◆ **Exercise**
Could the entries below be retyped exactly and in full?
-------- Information given
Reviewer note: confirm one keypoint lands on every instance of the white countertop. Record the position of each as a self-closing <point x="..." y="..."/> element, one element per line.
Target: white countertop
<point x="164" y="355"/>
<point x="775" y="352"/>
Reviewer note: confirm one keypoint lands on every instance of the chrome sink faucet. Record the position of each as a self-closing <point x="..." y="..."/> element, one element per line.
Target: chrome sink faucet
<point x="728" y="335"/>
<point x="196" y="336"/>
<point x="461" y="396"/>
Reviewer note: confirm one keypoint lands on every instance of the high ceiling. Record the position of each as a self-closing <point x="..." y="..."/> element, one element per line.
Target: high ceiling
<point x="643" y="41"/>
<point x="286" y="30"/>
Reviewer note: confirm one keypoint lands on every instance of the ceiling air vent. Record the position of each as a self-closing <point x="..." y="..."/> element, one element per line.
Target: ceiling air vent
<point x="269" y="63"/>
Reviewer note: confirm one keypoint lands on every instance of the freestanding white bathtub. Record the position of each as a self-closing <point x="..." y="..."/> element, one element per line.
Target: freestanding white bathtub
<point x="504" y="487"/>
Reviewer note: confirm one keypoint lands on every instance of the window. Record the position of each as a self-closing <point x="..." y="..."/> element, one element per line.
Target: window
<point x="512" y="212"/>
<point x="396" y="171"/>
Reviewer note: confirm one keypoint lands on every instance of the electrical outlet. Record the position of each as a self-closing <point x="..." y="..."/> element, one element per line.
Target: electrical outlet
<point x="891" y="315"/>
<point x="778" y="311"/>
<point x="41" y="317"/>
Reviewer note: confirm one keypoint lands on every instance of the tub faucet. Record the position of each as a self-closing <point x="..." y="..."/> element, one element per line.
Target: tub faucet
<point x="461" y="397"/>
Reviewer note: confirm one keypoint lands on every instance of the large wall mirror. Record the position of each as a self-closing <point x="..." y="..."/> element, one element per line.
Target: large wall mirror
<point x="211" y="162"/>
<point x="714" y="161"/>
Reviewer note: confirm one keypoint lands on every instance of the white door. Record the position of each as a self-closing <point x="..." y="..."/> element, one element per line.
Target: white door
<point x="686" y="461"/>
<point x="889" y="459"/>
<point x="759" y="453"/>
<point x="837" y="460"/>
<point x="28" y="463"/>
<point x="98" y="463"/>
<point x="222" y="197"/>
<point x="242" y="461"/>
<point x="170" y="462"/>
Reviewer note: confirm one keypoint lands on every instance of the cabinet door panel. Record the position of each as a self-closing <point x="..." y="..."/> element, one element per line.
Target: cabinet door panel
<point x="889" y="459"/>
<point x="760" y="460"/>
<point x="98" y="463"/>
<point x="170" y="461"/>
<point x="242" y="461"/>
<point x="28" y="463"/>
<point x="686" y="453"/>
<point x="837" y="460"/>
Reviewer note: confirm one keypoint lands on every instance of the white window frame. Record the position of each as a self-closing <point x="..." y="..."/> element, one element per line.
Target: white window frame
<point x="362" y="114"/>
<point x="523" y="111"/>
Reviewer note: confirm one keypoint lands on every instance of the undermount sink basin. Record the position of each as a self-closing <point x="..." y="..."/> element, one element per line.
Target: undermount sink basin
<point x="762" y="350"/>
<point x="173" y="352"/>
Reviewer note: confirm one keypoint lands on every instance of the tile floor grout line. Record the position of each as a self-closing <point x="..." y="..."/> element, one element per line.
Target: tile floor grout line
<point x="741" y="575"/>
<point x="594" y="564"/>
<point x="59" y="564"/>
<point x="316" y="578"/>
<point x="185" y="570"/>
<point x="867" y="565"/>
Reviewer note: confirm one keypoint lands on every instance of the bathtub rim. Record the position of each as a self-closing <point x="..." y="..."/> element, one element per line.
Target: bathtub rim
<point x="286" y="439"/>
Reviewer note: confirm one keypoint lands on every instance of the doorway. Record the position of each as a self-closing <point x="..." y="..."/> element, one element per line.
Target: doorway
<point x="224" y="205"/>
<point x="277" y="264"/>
----------------
◆ **Response below**
Reviewer note: confirm one keypoint lands on every instance of the white countertop. Record the position of each as a self-closing <point x="..." y="..."/> element, one element per line.
Target: white countertop
<point x="164" y="355"/>
<point x="775" y="352"/>
Reviewer note: confirm one keypoint lands on every instance of the chrome sink faucet. Record the position of each as a self-closing <point x="..." y="..."/> element, one element per line.
Target: chrome sink faucet
<point x="728" y="335"/>
<point x="196" y="336"/>
<point x="461" y="396"/>
Reviewer note: confirm one keypoint lands on every instance of the high ceiling. Record the position of each as a self-closing <point x="..." y="..."/> element, one element per line.
Target: high ceiling
<point x="643" y="41"/>
<point x="286" y="30"/>
Reviewer note: confirm one keypoint lands on every instance of the ceiling air vent. Record the position of each as a self-closing <point x="..." y="..."/> element, one element per line.
Target: ceiling air vent
<point x="269" y="63"/>
Reviewer note: confirm one keypoint lands on every instance of the freestanding white bathtub. Record the position of each as a self-closing <point x="..." y="..."/> element, one element per line.
Target: freestanding white bathtub
<point x="504" y="487"/>
Reviewer note: confirm one keypoint lands on every instance of the window. Record the position of each as a self-closing <point x="..." y="..."/> element, one element per line.
Target: window
<point x="512" y="212"/>
<point x="396" y="171"/>
Reviewer note: confirm one keypoint lands on every instance of the electrical outlet. Record the position of each as a self-closing <point x="..." y="..."/> element, one element per line.
Target: electrical outlet
<point x="891" y="315"/>
<point x="778" y="311"/>
<point x="41" y="317"/>
Reviewer note: confirm one keypoint lands on every instance of the tub faucet. Record the position of each as a self-closing <point x="..." y="..."/> element, one element per line.
Target: tub faucet
<point x="461" y="397"/>
Reviewer note: confirm one keypoint lands on every instance of the large wall mirror. Record the position of each as a self-closing <point x="..." y="..."/> element, one element per line.
Target: large wall mirror
<point x="211" y="162"/>
<point x="714" y="161"/>
Reviewer note: confirm one keypoint lands on every instance of the white door. Record the position of each as a self-closing <point x="..." y="..."/> element, one element per line.
Target: white door
<point x="686" y="461"/>
<point x="889" y="459"/>
<point x="759" y="453"/>
<point x="837" y="460"/>
<point x="28" y="463"/>
<point x="98" y="463"/>
<point x="222" y="197"/>
<point x="242" y="461"/>
<point x="170" y="462"/>
Reviewer note: confirm one keypoint lands on every instance of the cabinet door panel. Record the position of each as a self-closing <point x="..." y="..."/> element, one element per line.
Target: cabinet door panel
<point x="889" y="459"/>
<point x="760" y="460"/>
<point x="98" y="463"/>
<point x="170" y="461"/>
<point x="242" y="461"/>
<point x="28" y="463"/>
<point x="686" y="453"/>
<point x="837" y="460"/>
Reviewer note: confirm one keypoint lands on every instance of the white window frame. Record the position of each as a self-closing <point x="..." y="..."/> element, one element per line.
Target: white window frame
<point x="362" y="114"/>
<point x="523" y="111"/>
Reviewer note: confirm one keypoint lands on every instance of the undermount sink basin. Record the position of each as a self-closing <point x="..." y="..."/> element, one element per line.
Target: undermount sink basin
<point x="762" y="350"/>
<point x="173" y="352"/>
Reviewer note: confirm one keypoint lands on every instance of the tile floor grout line. Record the position of each as a self-closing <point x="..." y="..."/> element, one element per line.
Target: tile floor grout line
<point x="741" y="575"/>
<point x="594" y="564"/>
<point x="59" y="564"/>
<point x="316" y="578"/>
<point x="185" y="570"/>
<point x="867" y="565"/>
Reviewer note: confirm one keypoint lands on every instance of the bathtub rim. Record the position of each as a self-closing <point x="..." y="..."/> element, one element per line.
Target: bathtub rim
<point x="286" y="439"/>
Reviewer note: confirm one keypoint lands on every instance of the doorway. Record the position of each as a self-closing <point x="..." y="..."/> element, one element per line.
Target: doorway
<point x="224" y="205"/>
<point x="277" y="264"/>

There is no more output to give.